Which lines in the data below contain the string "sign"? Gather every one of them and copy each line in full.

• **DATA LISTING**
--- Begin ---

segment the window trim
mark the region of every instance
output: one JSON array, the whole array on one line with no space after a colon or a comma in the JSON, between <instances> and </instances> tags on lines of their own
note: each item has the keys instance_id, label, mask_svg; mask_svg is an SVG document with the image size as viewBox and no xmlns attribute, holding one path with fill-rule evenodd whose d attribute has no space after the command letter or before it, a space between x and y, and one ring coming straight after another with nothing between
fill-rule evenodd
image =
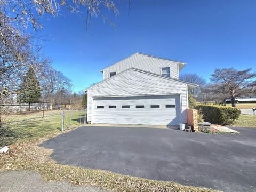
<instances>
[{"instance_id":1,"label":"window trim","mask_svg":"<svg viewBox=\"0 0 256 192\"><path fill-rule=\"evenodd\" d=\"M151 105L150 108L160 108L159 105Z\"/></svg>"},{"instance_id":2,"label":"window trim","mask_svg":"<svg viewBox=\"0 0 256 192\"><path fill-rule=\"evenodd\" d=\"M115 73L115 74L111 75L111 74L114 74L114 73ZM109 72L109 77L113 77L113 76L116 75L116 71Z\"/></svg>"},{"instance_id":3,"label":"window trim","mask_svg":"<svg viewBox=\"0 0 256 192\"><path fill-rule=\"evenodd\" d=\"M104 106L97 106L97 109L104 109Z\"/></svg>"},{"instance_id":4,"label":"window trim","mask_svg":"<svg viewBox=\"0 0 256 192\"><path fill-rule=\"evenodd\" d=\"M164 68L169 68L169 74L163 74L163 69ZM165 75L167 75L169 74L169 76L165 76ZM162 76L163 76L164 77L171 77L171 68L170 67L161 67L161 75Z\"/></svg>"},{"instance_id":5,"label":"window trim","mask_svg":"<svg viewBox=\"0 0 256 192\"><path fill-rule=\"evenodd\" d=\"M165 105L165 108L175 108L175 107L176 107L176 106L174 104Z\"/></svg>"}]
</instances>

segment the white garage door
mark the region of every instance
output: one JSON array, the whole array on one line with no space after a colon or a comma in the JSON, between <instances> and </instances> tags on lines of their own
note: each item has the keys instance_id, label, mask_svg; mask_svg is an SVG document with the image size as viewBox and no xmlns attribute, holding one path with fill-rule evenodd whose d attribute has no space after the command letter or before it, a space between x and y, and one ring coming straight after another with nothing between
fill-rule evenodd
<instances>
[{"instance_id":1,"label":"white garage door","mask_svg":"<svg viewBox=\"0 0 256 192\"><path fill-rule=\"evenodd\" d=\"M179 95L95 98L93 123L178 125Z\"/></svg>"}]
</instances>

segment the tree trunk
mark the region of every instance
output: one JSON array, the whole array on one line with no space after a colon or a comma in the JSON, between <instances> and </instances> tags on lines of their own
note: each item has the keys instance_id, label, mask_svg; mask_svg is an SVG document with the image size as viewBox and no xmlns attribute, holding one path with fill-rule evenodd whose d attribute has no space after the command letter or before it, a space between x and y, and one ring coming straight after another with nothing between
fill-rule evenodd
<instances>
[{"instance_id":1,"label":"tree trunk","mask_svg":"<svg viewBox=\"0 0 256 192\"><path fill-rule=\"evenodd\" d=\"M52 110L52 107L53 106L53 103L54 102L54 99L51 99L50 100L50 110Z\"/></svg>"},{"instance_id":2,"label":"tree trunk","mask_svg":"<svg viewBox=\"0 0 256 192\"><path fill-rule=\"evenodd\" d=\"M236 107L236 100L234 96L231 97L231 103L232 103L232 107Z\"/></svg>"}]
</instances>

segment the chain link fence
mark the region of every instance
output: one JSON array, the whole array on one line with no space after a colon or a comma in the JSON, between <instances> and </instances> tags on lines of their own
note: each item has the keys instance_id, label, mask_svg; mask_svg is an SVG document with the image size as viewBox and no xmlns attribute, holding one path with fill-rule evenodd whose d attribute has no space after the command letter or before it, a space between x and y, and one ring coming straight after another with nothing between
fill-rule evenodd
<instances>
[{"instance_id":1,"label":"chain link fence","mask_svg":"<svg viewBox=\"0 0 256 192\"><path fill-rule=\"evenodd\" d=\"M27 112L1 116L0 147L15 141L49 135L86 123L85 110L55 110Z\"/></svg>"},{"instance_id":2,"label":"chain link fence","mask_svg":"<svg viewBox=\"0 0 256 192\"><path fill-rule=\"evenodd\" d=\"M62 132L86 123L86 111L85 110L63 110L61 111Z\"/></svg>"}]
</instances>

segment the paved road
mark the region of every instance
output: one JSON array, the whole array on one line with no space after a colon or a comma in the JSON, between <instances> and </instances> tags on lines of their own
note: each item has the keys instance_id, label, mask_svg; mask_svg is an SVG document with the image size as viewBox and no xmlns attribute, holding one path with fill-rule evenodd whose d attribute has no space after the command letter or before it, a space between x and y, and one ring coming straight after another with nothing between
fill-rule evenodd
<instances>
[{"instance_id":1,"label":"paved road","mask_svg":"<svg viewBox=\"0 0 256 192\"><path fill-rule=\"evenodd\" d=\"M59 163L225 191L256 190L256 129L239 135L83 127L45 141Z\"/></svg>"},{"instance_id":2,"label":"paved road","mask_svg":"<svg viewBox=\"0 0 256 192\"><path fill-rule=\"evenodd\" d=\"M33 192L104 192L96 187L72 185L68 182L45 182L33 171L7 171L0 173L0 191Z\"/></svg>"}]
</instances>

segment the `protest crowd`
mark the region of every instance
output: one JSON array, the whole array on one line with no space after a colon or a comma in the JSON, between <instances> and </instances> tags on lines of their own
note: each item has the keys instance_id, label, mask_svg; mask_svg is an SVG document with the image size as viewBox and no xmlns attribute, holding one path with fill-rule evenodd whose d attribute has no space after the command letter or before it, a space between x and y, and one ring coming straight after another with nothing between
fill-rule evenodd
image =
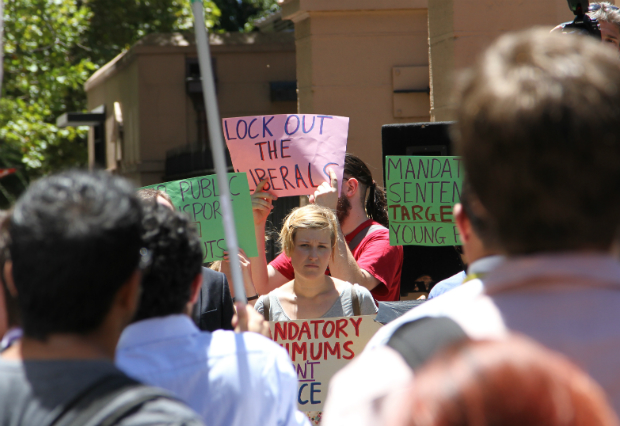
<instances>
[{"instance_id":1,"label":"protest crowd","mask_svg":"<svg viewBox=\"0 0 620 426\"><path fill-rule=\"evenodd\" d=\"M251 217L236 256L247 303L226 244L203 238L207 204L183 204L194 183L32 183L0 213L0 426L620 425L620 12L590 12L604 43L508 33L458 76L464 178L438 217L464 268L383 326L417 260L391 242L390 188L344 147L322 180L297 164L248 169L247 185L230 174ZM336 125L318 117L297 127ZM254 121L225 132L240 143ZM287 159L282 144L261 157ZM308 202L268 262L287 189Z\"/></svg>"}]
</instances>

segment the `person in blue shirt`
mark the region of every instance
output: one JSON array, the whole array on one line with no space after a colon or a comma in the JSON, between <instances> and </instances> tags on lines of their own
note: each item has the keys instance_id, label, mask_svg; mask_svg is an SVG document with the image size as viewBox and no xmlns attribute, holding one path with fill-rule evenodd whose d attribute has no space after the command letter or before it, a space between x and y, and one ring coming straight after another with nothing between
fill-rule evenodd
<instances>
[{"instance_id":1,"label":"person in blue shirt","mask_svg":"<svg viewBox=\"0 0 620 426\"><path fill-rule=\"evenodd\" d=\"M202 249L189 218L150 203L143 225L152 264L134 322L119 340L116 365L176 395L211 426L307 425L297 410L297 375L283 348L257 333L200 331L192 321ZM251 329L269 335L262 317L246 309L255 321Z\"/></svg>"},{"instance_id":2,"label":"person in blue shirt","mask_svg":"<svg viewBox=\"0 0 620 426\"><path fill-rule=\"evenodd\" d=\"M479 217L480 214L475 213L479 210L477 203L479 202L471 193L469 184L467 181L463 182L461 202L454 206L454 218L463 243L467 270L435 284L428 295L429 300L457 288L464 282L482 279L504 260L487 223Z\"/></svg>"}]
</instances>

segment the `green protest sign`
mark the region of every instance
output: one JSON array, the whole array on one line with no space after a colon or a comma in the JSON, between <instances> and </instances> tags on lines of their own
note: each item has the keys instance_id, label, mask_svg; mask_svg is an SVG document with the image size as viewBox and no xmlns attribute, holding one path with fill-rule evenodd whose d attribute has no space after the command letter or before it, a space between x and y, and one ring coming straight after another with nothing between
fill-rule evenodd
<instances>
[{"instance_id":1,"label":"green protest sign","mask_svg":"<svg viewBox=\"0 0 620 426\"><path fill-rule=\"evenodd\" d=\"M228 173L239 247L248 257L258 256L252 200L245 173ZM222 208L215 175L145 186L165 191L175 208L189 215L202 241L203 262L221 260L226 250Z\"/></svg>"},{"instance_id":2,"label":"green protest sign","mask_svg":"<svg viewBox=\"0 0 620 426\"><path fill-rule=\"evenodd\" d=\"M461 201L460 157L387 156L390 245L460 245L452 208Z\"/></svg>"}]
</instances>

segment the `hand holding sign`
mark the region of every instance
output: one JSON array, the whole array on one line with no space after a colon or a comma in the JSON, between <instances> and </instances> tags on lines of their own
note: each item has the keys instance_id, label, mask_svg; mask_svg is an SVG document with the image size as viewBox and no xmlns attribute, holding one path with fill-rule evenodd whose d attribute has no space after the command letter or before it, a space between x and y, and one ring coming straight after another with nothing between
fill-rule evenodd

--- End ---

• **TASK SOLUTION**
segment the `green protest sign`
[{"instance_id":1,"label":"green protest sign","mask_svg":"<svg viewBox=\"0 0 620 426\"><path fill-rule=\"evenodd\" d=\"M228 173L239 247L248 257L258 256L252 200L245 173ZM222 208L215 175L145 186L165 191L175 208L189 215L202 241L203 262L221 260L226 250Z\"/></svg>"},{"instance_id":2,"label":"green protest sign","mask_svg":"<svg viewBox=\"0 0 620 426\"><path fill-rule=\"evenodd\" d=\"M461 201L460 157L387 156L390 245L460 245L452 208Z\"/></svg>"}]
segment the `hand holding sign`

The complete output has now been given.